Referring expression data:

####################

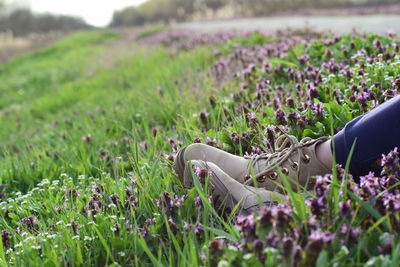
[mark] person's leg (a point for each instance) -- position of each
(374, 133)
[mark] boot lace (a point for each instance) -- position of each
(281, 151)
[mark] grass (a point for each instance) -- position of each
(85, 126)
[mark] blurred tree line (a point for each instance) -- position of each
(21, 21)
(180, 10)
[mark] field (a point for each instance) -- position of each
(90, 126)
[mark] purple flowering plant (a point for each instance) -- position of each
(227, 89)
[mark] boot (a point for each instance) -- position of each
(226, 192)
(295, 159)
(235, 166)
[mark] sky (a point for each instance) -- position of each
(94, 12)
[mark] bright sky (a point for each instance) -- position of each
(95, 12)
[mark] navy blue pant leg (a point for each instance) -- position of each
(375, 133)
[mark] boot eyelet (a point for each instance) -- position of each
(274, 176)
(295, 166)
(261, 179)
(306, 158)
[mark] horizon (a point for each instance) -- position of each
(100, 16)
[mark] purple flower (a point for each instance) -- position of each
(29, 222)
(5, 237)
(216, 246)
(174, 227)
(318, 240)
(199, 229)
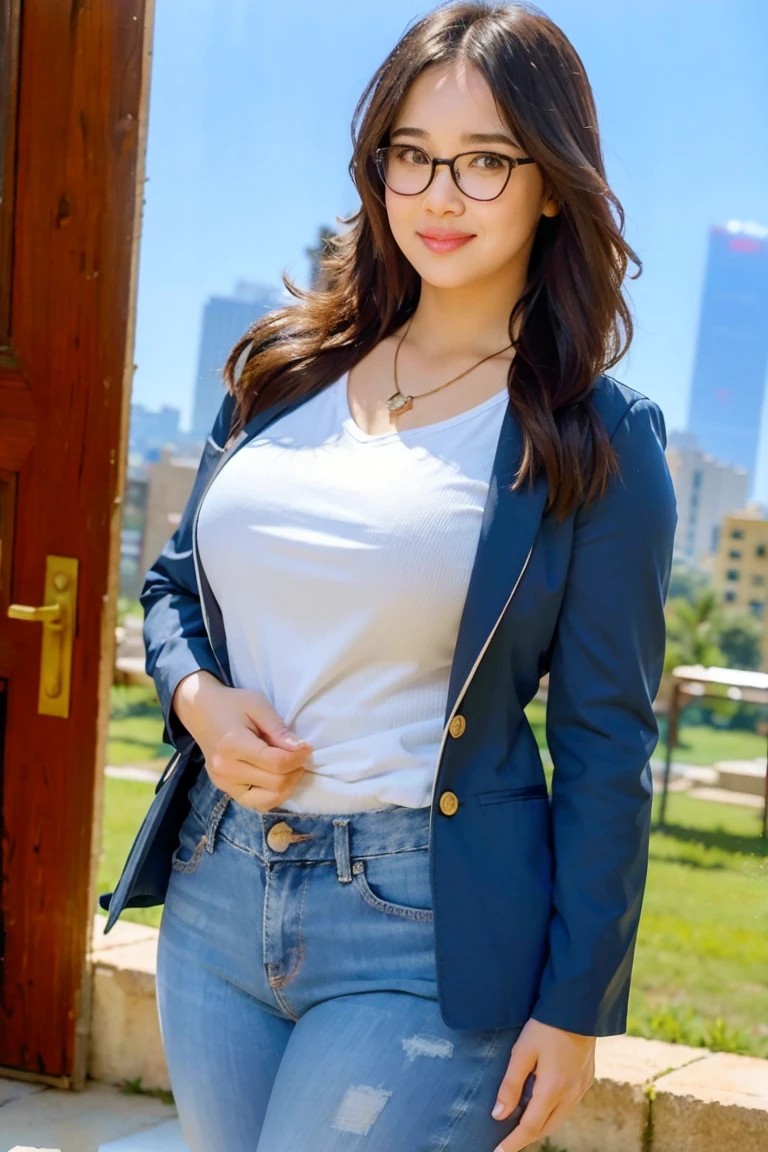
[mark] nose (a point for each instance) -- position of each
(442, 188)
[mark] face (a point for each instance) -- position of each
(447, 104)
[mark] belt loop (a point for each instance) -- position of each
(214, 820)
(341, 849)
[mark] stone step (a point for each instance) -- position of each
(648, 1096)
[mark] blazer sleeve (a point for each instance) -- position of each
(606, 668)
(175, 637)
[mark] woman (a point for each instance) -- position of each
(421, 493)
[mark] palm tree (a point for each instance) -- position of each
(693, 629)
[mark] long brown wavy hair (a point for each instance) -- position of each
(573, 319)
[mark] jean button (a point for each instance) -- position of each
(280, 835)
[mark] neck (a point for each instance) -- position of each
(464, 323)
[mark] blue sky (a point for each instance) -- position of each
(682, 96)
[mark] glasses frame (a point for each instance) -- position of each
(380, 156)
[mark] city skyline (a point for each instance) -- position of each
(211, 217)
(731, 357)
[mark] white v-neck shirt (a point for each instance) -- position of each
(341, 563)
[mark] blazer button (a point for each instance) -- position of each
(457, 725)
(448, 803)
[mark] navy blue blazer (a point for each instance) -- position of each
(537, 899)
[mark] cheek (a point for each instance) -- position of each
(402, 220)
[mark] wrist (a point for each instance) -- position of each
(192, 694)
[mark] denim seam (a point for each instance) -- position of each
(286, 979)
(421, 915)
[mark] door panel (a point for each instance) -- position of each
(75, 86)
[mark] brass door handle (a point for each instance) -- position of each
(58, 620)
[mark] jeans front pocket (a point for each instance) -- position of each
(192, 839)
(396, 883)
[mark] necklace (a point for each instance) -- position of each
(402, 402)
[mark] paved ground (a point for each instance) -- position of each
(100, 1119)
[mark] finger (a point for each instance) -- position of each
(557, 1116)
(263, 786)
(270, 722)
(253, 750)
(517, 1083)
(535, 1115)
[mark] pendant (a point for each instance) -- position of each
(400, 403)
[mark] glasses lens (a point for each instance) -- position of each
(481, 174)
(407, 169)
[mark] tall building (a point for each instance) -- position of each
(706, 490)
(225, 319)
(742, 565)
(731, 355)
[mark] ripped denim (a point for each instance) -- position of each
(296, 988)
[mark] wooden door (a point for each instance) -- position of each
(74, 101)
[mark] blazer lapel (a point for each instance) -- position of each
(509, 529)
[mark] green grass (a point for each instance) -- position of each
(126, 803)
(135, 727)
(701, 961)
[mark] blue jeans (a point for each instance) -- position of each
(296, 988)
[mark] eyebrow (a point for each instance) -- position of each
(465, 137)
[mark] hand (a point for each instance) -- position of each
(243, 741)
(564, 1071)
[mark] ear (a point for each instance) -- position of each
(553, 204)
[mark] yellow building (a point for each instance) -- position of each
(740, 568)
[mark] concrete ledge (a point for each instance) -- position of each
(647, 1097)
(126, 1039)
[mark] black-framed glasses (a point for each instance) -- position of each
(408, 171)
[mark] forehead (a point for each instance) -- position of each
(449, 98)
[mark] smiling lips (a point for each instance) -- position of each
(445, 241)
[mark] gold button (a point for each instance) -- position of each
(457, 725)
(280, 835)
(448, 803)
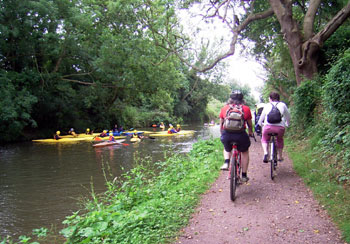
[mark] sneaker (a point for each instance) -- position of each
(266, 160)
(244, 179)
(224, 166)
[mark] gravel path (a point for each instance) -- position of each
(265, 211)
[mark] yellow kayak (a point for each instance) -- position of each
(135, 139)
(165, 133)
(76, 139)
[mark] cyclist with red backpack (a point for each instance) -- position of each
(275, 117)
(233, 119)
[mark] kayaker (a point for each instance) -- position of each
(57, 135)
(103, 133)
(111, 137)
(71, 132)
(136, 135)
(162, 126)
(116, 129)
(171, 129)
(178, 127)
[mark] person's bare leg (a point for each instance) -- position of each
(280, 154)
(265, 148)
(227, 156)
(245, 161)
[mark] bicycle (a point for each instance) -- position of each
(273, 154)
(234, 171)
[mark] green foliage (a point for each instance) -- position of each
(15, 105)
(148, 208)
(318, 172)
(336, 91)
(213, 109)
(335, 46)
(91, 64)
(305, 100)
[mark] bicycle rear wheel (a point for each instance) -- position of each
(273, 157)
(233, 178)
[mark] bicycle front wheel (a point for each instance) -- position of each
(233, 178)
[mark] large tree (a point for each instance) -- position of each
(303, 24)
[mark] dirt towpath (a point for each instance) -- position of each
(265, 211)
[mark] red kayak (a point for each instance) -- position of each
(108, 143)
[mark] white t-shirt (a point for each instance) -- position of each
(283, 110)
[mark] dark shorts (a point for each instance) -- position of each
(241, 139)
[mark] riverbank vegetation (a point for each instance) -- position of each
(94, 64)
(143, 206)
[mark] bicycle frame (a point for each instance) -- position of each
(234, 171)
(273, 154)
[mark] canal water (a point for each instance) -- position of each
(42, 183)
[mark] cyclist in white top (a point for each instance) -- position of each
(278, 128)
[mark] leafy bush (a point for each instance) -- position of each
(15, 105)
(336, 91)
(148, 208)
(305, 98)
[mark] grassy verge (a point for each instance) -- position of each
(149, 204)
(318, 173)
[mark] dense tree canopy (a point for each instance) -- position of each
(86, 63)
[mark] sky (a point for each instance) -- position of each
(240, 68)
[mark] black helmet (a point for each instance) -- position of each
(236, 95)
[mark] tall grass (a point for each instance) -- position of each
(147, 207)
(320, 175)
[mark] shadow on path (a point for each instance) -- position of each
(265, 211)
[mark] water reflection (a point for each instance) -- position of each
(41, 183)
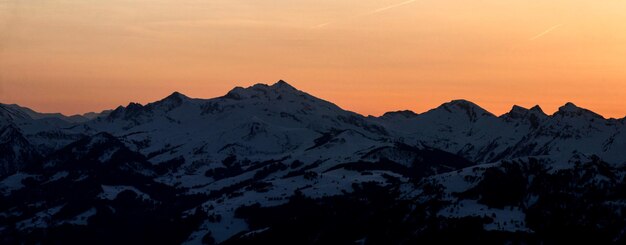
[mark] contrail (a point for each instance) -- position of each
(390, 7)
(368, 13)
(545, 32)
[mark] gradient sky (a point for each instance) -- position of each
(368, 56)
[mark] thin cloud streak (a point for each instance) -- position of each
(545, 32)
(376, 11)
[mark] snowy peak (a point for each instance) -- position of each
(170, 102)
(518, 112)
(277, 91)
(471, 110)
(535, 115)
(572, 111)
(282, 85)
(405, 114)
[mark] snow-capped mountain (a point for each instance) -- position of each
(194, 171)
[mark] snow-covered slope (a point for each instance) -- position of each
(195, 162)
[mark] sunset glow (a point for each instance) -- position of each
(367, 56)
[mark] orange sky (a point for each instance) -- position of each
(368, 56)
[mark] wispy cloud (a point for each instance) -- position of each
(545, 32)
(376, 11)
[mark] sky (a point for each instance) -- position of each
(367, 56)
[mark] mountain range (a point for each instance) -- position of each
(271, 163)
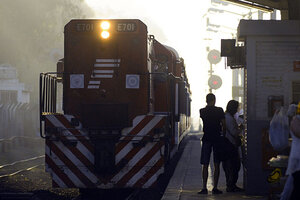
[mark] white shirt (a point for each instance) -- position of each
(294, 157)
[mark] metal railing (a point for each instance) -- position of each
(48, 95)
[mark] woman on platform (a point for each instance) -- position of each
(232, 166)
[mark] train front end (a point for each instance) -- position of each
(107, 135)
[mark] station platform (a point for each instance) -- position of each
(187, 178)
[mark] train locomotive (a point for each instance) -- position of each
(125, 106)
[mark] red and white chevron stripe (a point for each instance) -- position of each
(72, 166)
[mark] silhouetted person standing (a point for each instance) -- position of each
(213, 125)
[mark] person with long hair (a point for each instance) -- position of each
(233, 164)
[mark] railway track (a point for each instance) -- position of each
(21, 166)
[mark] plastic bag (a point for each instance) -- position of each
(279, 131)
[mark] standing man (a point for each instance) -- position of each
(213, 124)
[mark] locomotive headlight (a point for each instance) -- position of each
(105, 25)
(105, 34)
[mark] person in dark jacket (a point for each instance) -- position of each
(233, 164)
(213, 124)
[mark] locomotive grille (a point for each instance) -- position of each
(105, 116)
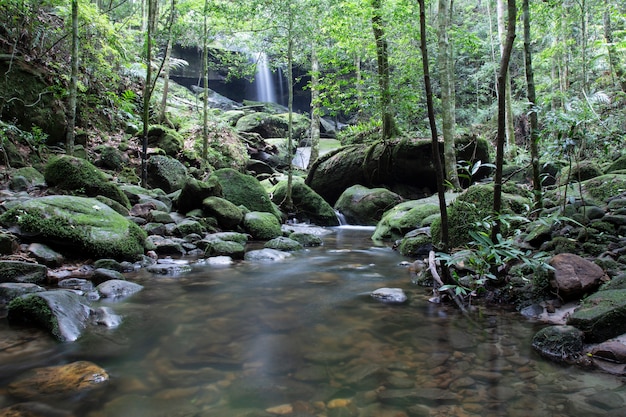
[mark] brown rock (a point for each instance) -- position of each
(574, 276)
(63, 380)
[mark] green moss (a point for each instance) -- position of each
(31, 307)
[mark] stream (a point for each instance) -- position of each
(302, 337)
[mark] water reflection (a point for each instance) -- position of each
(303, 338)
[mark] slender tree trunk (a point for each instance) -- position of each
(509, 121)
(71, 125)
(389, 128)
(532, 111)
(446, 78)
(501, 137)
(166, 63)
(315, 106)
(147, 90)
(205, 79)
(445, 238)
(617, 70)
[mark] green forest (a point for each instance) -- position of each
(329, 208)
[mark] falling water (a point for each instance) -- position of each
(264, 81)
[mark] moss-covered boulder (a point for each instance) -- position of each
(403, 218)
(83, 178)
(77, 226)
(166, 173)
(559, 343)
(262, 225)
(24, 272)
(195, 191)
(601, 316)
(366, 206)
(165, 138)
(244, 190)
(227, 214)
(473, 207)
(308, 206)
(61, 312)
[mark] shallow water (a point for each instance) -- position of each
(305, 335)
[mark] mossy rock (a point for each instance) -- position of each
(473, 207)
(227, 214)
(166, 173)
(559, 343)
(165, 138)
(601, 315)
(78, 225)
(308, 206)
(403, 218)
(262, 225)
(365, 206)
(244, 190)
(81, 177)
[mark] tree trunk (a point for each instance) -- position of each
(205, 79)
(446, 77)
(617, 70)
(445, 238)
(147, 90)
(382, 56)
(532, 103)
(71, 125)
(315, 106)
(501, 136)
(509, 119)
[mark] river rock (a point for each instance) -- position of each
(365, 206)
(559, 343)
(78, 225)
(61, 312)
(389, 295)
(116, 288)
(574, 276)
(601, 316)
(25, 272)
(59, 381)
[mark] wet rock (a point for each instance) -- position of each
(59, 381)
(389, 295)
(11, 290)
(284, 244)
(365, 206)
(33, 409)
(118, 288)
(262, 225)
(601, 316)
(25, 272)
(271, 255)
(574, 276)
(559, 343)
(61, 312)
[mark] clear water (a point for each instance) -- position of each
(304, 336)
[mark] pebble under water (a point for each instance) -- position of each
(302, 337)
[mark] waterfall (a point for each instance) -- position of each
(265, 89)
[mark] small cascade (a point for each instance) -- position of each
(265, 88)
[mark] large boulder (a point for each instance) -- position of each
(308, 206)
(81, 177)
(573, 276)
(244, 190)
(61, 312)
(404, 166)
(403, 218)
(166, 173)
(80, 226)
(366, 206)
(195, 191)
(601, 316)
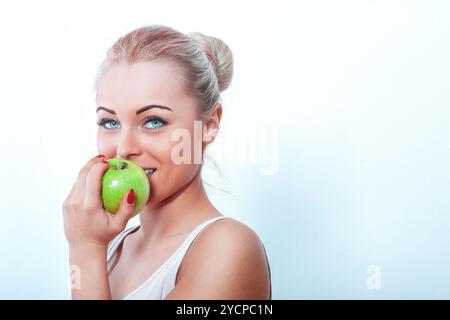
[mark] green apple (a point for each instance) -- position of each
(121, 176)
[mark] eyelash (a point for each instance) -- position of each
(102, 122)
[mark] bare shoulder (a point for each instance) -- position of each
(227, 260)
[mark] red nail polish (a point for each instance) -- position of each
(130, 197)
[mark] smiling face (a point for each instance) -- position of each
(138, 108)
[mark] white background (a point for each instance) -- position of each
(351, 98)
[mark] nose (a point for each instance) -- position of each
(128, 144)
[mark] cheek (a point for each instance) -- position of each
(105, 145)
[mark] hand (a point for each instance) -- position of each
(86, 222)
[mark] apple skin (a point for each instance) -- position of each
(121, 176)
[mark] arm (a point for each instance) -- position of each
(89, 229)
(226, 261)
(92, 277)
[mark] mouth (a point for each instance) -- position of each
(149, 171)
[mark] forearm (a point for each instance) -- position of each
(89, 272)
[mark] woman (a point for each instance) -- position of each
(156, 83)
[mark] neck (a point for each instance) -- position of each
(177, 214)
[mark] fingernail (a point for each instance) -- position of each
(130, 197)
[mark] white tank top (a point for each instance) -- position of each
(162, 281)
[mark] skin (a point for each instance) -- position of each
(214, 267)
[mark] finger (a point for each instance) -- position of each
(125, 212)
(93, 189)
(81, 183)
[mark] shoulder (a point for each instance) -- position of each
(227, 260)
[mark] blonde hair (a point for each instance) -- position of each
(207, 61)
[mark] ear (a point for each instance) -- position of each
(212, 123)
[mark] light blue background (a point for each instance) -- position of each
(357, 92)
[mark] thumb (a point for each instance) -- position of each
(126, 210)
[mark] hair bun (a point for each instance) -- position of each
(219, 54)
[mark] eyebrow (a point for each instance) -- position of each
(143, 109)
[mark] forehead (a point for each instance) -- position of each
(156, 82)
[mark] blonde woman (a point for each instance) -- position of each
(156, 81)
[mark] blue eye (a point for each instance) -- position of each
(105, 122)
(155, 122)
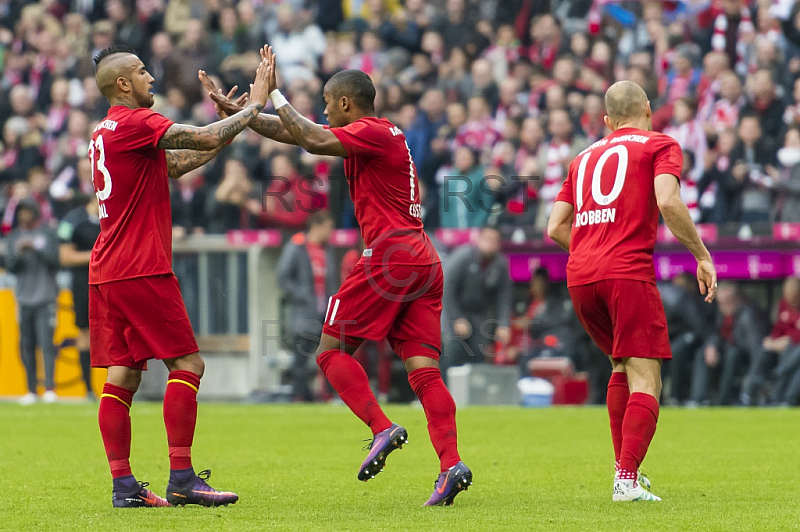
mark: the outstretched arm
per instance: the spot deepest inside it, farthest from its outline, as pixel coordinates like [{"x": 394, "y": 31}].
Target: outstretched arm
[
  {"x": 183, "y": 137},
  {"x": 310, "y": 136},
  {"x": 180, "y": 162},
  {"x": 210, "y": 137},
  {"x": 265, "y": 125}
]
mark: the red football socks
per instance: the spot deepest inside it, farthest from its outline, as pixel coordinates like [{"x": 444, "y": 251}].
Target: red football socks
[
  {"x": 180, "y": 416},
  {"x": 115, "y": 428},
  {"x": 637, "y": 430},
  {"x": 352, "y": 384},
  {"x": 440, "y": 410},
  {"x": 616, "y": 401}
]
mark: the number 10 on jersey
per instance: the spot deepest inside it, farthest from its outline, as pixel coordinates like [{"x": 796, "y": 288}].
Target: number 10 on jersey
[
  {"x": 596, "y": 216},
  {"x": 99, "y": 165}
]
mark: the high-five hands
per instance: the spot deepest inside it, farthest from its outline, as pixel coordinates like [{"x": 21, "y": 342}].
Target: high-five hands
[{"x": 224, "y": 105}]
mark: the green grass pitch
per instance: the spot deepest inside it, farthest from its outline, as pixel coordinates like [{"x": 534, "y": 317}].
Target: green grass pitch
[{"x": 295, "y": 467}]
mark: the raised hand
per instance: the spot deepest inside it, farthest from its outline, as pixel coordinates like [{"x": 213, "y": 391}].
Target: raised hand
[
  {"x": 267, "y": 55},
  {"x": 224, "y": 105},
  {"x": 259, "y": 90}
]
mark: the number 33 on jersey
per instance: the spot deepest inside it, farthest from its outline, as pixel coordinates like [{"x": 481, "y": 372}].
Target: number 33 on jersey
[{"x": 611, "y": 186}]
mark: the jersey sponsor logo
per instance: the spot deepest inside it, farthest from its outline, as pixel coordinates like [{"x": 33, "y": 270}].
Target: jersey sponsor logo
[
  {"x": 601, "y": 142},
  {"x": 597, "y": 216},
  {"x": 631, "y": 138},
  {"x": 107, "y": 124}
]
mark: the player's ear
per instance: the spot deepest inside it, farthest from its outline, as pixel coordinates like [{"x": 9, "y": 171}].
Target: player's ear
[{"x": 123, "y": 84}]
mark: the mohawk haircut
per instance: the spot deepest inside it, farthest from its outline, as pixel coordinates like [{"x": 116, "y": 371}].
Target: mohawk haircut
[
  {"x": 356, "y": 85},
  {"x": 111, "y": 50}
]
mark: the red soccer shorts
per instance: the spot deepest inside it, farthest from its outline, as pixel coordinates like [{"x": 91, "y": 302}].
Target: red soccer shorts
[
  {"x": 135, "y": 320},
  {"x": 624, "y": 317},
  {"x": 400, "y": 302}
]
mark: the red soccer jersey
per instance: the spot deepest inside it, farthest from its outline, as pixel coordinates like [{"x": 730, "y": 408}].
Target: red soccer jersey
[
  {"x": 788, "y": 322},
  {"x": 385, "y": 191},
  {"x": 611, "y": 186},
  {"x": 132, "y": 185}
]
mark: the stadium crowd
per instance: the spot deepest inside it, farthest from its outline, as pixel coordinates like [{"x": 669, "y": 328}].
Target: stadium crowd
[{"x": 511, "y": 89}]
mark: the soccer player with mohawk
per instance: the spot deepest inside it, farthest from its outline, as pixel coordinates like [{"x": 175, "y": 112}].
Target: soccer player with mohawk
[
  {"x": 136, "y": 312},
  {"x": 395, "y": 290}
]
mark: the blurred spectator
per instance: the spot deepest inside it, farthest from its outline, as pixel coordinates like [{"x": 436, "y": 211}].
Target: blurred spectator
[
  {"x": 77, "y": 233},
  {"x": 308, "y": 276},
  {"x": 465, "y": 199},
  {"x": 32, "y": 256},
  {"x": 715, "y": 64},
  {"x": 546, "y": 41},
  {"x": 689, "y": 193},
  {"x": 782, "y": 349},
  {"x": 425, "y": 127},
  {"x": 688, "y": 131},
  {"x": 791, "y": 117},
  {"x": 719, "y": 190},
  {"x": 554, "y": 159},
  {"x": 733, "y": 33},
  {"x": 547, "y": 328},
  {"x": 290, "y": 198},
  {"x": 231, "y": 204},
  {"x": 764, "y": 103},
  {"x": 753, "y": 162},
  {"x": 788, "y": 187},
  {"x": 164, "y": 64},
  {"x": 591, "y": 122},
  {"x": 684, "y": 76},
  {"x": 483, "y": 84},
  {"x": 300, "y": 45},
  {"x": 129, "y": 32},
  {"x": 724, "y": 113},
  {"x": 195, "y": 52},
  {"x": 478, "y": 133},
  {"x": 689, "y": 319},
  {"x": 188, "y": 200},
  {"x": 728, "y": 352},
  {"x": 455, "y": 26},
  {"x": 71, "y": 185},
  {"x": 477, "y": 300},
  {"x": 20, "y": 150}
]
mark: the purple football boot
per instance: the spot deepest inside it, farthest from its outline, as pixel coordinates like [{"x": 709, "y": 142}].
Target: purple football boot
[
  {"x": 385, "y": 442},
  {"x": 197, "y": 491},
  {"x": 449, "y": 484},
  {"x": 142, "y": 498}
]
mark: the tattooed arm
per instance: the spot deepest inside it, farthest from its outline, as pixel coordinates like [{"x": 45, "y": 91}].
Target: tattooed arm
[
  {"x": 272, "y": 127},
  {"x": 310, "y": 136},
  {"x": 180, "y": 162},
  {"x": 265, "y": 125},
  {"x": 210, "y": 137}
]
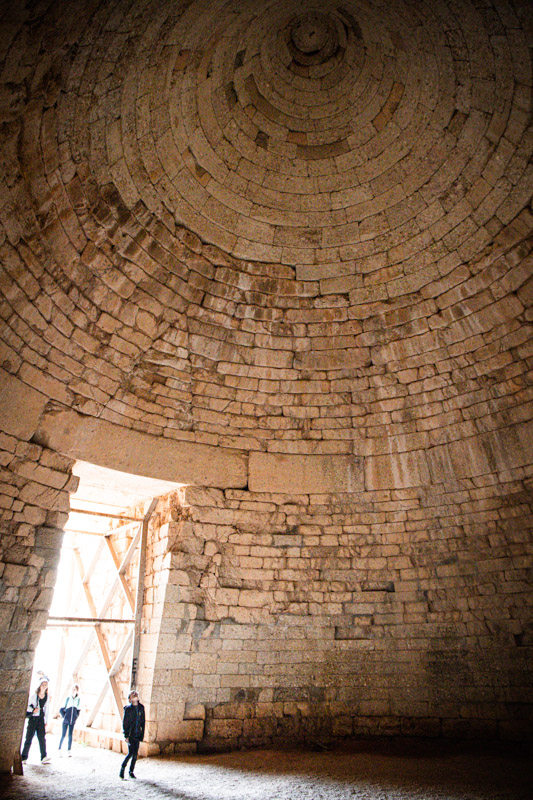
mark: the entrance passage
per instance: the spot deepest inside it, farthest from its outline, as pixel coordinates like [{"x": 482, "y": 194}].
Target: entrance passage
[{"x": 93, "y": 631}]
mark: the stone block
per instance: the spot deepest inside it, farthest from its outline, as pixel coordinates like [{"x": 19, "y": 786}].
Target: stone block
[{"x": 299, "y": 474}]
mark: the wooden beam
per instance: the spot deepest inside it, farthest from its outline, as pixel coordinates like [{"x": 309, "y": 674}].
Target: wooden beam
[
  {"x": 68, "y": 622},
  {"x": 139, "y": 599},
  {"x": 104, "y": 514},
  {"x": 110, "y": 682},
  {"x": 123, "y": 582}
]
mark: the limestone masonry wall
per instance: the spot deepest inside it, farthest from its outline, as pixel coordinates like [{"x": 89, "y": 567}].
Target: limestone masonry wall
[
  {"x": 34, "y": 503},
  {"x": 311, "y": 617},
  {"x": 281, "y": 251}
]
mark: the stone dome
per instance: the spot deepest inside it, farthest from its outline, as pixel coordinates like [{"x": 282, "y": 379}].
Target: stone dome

####################

● **PROBLEM STATEMENT**:
Where does the string "dome" appear in the records above? Return every line that holds it.

● **REPLY**:
mark: the stone dome
Target: stone dome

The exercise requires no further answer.